WHAT YOU NEED TO DO:
(A) Please write out, word for word, the part of the essay on attending a dying grandmother that opens with the words containing "Since I retired" and closes with "grandmother, Gennie Vee.".
(B) In the essay on attending a dying grandmother, how long has the grandfather been dead?
(C) Go on with the essay on attending a dying grandmother from the point where it stops.

Since I retired as a regular contributor to IMAGE’s Good Letters blog almost exactly one year ago, I’ve moved from Seattle to Philadelphia. Neither are cities I expected to live in before I had sudden reason to live in them. Living in a city at all, in fact, was never necessarily the plan.
Why, then, do I find it a shock each time I go back home to Southeast Tennessee, where my family still resides? Why, standing in the muggy July air I know the feel of as well as the feel of my own body, looking on the hills whose shape I know as intimately as the geography of my father’s face—even in the dark—do I feel so strange, so out of place?
I have been in Tennessee for the past two weeks, attending my dying grandmother, Gennie Vee.
When I say attending, I mean I have been assisting in small ways with her care—sitting with her, stealing extra cups of applesauce from the kitchen of the rehab facility she stayed at for a week to regain strength after a hospitalization, helping her find which channel is broadcasting the Braves game.
But more than that, I am attending my grandmother the way I might attend a lecture, a concert, or a church service. When I say I am attending her, I mean I am paying attention, as I would at any of those events.
And my grandmother, though she does little now but eat and sleep and laugh and tell me she loves me and struggle to breathe, is at the same time teaching me something complicated, and singing me something beautiful, and telling me something I didn’t know about God.
The first week my grandmother was in the rehab facility wasn’t as bad as I feared. It was a cheerful enough place, with a small vegetable garden outside the cafeteria and a daily activity schedule that included not only included Bingo and I Love Lucymarathons, but also poker, aromatherapy, Beading with Mildred, and the mysteriously-named but probably super fun Lula Tells It All!
I’d been nervous in advance that being there would make me sad. Besides seeing my grandmother in worsening health, I worried that seeing other elderly patients—many without families to visit them, and many lost in their memories of the past without much future to look forward to—would be hard to handle.
When I arrived, though, I found that I enjoyed sitting in her room, listening to the whir of the oxygen machine, swapping stories with other family members who came to bring food and books and check in on her.
I was most anxious when she decided she wanted to return home. While she was still in the rehab facility, I realized, she was working towards a goal—regaining enough strength to go home. But after she went home, the future point she’d be moving toward was her death.
Of course home was where my grandmother wanted to be. She and my grandfather (dead fifteen years now) built the house together and raised seven children there—six have houses of their own on the same road.
She wanted—wants—to rest her head on her own pillows and look out her own windows and breathe her own air, which smells like bacon grease and tomatoes.

SUPPLIED INFORMATION:
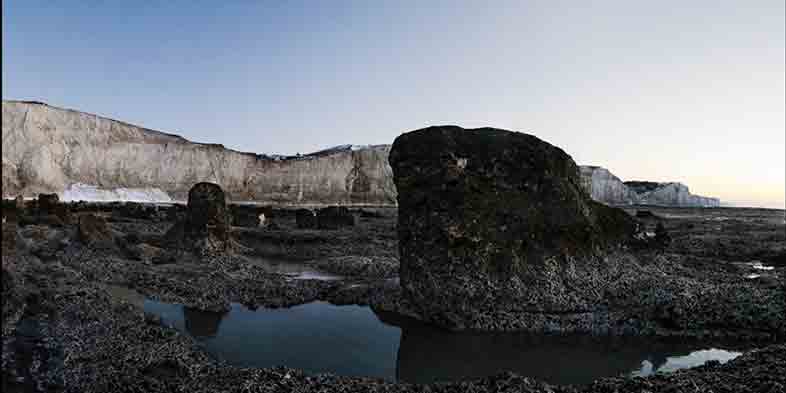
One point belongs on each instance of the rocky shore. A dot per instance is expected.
(70, 325)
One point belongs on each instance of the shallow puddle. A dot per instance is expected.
(354, 341)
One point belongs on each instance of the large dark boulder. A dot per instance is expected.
(493, 222)
(206, 226)
(305, 219)
(335, 217)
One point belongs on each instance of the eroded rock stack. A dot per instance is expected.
(494, 222)
(206, 225)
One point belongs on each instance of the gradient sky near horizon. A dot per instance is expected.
(667, 91)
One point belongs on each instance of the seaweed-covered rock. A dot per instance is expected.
(492, 221)
(93, 231)
(335, 217)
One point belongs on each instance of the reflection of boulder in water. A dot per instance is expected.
(428, 354)
(202, 323)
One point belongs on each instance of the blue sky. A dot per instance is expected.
(671, 90)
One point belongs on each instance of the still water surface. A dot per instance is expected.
(354, 341)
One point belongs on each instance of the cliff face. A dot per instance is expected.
(48, 149)
(607, 188)
(604, 187)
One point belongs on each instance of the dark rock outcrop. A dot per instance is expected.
(305, 219)
(335, 217)
(493, 221)
(47, 203)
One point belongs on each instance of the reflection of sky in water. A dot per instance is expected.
(354, 341)
(694, 359)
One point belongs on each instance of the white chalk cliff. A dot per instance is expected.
(604, 187)
(84, 156)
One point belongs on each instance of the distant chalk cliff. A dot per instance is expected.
(609, 189)
(81, 155)
(49, 149)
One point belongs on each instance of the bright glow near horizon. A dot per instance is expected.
(665, 91)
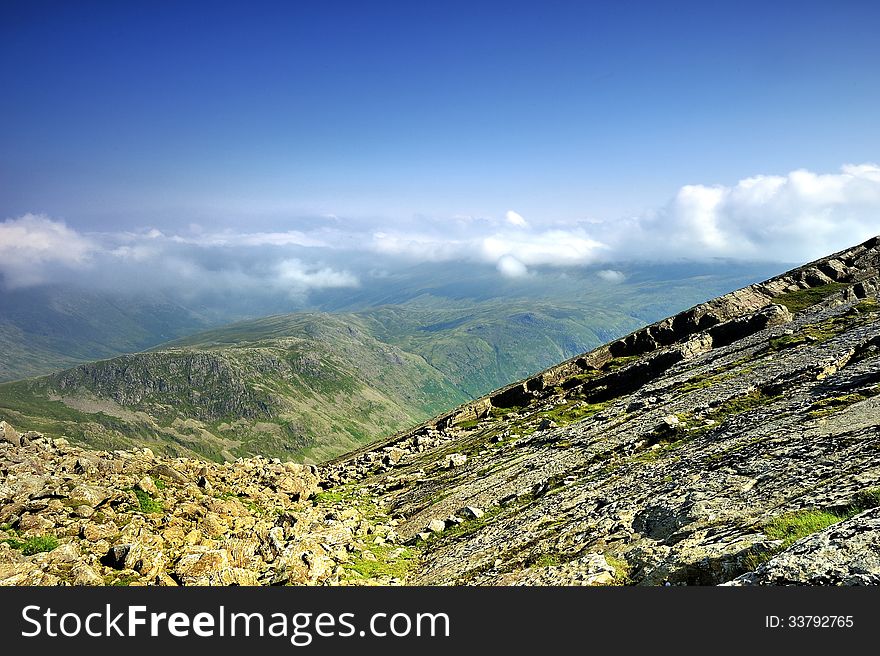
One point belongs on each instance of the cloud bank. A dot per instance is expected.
(780, 218)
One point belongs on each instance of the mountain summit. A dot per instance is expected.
(734, 443)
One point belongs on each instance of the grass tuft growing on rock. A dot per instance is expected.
(148, 504)
(825, 407)
(34, 545)
(388, 561)
(801, 299)
(791, 527)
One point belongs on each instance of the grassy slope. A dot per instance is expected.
(315, 385)
(308, 397)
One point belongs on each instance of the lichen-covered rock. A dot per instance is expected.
(847, 553)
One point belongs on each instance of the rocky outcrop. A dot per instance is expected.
(673, 454)
(847, 553)
(69, 516)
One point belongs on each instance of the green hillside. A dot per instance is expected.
(326, 391)
(311, 386)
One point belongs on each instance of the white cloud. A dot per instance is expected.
(792, 218)
(32, 246)
(515, 219)
(511, 267)
(298, 276)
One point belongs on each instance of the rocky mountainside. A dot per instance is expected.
(736, 442)
(312, 386)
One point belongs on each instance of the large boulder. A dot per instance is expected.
(847, 553)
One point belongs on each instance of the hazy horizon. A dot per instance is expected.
(301, 149)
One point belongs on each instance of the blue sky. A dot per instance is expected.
(271, 117)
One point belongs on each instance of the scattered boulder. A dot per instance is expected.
(455, 460)
(471, 512)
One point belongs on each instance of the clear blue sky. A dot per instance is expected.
(134, 114)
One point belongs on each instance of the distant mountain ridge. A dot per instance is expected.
(311, 386)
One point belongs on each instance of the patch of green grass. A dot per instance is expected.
(34, 545)
(825, 407)
(121, 581)
(384, 565)
(548, 560)
(866, 499)
(868, 306)
(816, 333)
(573, 411)
(743, 403)
(622, 570)
(147, 503)
(791, 527)
(334, 495)
(801, 299)
(620, 362)
(495, 413)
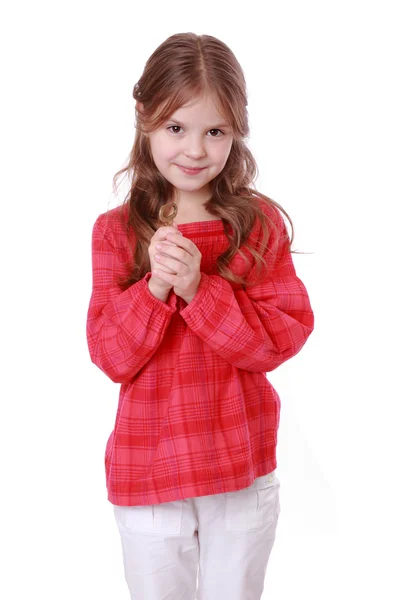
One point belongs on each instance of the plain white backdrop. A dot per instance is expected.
(323, 85)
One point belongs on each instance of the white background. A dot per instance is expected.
(323, 83)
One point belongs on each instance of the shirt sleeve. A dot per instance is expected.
(259, 328)
(124, 328)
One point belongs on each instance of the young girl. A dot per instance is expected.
(188, 313)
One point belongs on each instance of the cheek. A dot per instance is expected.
(221, 154)
(162, 149)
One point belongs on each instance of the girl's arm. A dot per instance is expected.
(124, 329)
(260, 328)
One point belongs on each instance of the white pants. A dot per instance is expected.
(220, 542)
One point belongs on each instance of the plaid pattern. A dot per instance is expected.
(196, 413)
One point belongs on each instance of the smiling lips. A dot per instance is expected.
(190, 171)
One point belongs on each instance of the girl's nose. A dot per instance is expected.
(194, 147)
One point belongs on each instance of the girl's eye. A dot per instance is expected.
(215, 132)
(174, 128)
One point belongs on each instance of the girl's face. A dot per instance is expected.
(192, 147)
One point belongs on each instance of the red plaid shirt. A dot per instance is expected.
(196, 413)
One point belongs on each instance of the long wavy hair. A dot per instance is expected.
(184, 67)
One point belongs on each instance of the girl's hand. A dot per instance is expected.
(178, 264)
(158, 287)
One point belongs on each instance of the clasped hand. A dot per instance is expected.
(175, 263)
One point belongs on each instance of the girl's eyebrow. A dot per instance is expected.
(222, 124)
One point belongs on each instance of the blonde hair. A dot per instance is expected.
(183, 67)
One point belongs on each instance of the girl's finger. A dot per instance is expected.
(182, 242)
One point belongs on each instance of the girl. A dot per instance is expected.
(188, 315)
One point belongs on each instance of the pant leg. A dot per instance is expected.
(160, 550)
(236, 536)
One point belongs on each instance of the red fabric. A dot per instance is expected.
(196, 413)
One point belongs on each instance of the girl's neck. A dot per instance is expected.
(191, 208)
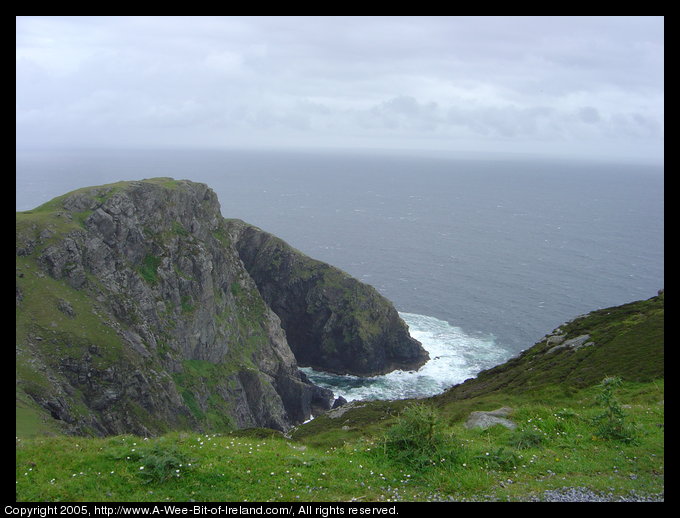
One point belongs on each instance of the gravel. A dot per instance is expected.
(583, 494)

ANSWERS FOR EACH ITEM:
(A)
Since I retired as a regular contributor to IMAGE’s Good Letters blog almost exactly one year ago, I’ve moved from Seattle to Philadelphia. Neither are cities I expected to live in before I had sudden reason to live in them. Living in a city at all, in fact, was never necessarily the plan.
Why, then, do I find it a shock each time I go back home to Southeast Tennessee, where my family still resides? Why, standing in the muggy July air I know the feel of as well as the feel of my own body, looking on the hills whose shape I know as intimately as the geography of my father’s face—even in the dark—do I feel so strange, so out of place?
I have been in Tennessee for the past two weeks, attending my dying grandmother, Gennie Vee.

(B) Fifteen years.

(C)
Although my grandmother’s house is only a short and uncomplicated drive from my mother’s, when going to visit her I find myself taking the longer, sinuous back roads: Gap Springs Road, Buck’s Pocket Road, Samples Chapel Road.
I was surprised by the ease with which I remembered how to steer around bends and sharp turns, and how, without thinking, I’d swerve to bypass an old pothole or dip. This muscle memory is accompanied by actual memory.
I pass the house that belongs to my first grade teacher, in whose garage I accidentally locked myself once while selling Girl Scout cookies. Later the road winds by the house my aunt and uncle rented early in their marriage.
I remember, when very small, bringing them a pair of crocheted baby booties when my aunt was first pregnant, only to find her crying in her living room chair. My mom explained later that there wouldn’t be a baby anymore. That maybe there would be later, but not then.
Finally the road curves through a long corridor of trees so tall and dense they block out light. I dream of this wooded strip so often it feels surreal to be present in it in reality. The shady darkness—especially in evening— doesn’t help matters, nor do the fireflies’ sleepy blinks in the brush, green on green.
Here’s the hard part. We aren’t taught how to go back.
We’re taught to move forward, toward something better, as quickly and efficiently as we can. We’re told there will be a road, and even if it is narrow, it is straight, and it will take us where we need to go.
We are told a story has a beginning, a middle, and end—that stories move in some kind of line. In this way we are taught to move from one place to another, and to yet another.
In reality, though, it’s rarely so simple. Our stories are convoluted, and winding, and often lack resolution. We are frustrated and baffled by them. We know what to do when a baby is coming, but not when the baby doesn’t come. We know how to help people recover, but not how to help them not recover.
For me, for now, taking the back roads feels truer to the way life moves—forward and back and around, and sometimes all this at once. For me, for now, this seems like the right way to go.
When I pull into my grandmother’s driveway, there is a light in the window. It illuminates her curtains, printed with roses. They are faded from many years of filtering sunlight.